— Task details —
Transcribe all records exactly.

--*--

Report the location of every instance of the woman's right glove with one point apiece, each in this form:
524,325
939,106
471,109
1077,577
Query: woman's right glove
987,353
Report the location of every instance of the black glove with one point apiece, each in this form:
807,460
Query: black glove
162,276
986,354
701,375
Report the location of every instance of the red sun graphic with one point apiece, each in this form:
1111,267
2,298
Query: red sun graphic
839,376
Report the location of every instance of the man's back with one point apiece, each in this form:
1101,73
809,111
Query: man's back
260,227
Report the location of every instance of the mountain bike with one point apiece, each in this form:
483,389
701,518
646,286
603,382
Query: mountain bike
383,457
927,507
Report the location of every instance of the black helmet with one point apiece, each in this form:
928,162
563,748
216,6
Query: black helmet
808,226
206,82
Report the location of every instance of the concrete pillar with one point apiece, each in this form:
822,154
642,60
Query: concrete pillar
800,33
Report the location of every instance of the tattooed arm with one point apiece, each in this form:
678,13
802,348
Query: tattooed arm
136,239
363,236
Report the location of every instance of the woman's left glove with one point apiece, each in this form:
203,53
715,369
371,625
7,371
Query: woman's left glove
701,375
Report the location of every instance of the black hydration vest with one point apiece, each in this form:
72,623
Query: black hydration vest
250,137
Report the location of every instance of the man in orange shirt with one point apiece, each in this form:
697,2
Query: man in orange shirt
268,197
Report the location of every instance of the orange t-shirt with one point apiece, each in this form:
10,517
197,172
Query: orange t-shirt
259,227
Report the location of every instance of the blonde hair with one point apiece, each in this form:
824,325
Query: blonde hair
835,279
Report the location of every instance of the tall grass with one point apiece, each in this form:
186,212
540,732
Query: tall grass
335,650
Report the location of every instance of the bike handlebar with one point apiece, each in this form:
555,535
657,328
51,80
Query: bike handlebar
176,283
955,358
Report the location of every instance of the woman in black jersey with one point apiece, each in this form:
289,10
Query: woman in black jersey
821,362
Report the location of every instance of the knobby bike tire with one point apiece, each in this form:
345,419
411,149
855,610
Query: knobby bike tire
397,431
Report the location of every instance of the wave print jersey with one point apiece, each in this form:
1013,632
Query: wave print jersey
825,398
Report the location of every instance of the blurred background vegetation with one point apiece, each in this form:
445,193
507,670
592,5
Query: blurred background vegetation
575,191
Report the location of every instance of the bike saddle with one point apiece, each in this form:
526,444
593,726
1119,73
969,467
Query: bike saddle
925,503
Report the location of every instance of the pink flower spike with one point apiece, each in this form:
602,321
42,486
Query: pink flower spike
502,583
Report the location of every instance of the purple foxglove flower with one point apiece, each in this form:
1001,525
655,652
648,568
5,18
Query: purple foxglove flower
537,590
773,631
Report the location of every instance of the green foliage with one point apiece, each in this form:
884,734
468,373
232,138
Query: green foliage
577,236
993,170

--*--

— Finished exercise —
Report the location of every instance of the woman's right glove with one point apiece, each in this form:
524,325
939,106
471,109
1077,577
Query: woman's right glove
987,353
Report the location of every instance of the black glove with one point apiece, each in this form:
807,460
Query: black glove
162,276
986,354
701,375
Report the location of every instance of the red sun graphic with one point apiece, each in this form:
1111,267
2,298
Query: red sun graphic
839,376
Report the location of every instance of the man's back with one point apiece, each in this form:
1101,73
809,111
Query: man's back
260,227
Report the location of every instance of the mountain bike with one point apiece, each in this form:
483,389
701,518
646,286
603,382
Query: mountain bike
383,457
927,507
Report the location of every instance of the black helmet with one point apiece, each in this form:
928,162
563,748
216,6
Query: black helmet
808,226
206,82
Report the location of every instance of the concrete pillar with one point apiece, each in this form:
822,154
642,60
Query: concrete pillar
800,33
Report the location of every instance of the tattooed arm with one point apiece, each in this form:
678,13
802,348
Query: tattooed arm
136,239
363,236
Report the location of every instance of the woman's left glove with one point apiece, each in this form:
203,53
715,369
371,625
7,371
Query: woman's left glove
701,375
Report the location of every instance of the black hydration vest with one point apiece, each in this form:
72,623
Query: black hydration vest
250,137
Report the location of every instance of the man in orange shirt with one point apiece, each in this form:
697,2
Query: man in orange shirt
268,197
Report the location of every instance of the orange t-shirt with one point apiece, each in this form:
10,517
197,172
Query: orange t-shirt
259,227
Report the location of every instance of the blonde hair with one point apiece, each in this form:
824,325
Query: blonde hair
835,279
Report the location of every instance of the tall grass with one point apiece, each in this form:
186,212
540,732
Query: tall grass
335,650
Report the location of every instance of the bike handlebar with one point apiece, each in this form:
555,535
657,328
51,80
Query: bike handlebar
176,283
955,358
Report the location of every instance of the woman in black jersey with one point apiece, each in this form:
289,10
Query: woman in black jersey
821,362
Report the location of every instance of the knobby bike tire with one point apiece, each in this form:
345,419
411,149
855,610
Query: knobby bike tire
397,431
Report the location of every instance of the wave print jersey with one point apiece, each in this form:
1013,632
Query: wave print jersey
825,398
Report the location of every instance of the blurred background vegetation with one point apiece, each in this form:
445,193
507,670
592,5
Query: blurred background vegetation
575,191
Report the location of every instance of the bike saddle with one point apiece, each in this form:
526,444
593,726
1119,73
969,467
Query: bike saddle
925,503
Report the location of every instance of the pink flower spike with one point apiece, each in this form:
602,321
42,486
Query: pink flower spike
502,583
Report the location of every instance of the purple foxglove flower with one point apiece, each in this form:
1001,525
655,652
648,568
5,18
Query: purple foxglove flower
537,590
773,631
Report the location of every instance of the green foliage with one point apiece, each in this form:
884,734
468,373
232,138
Query: green foliage
577,236
993,170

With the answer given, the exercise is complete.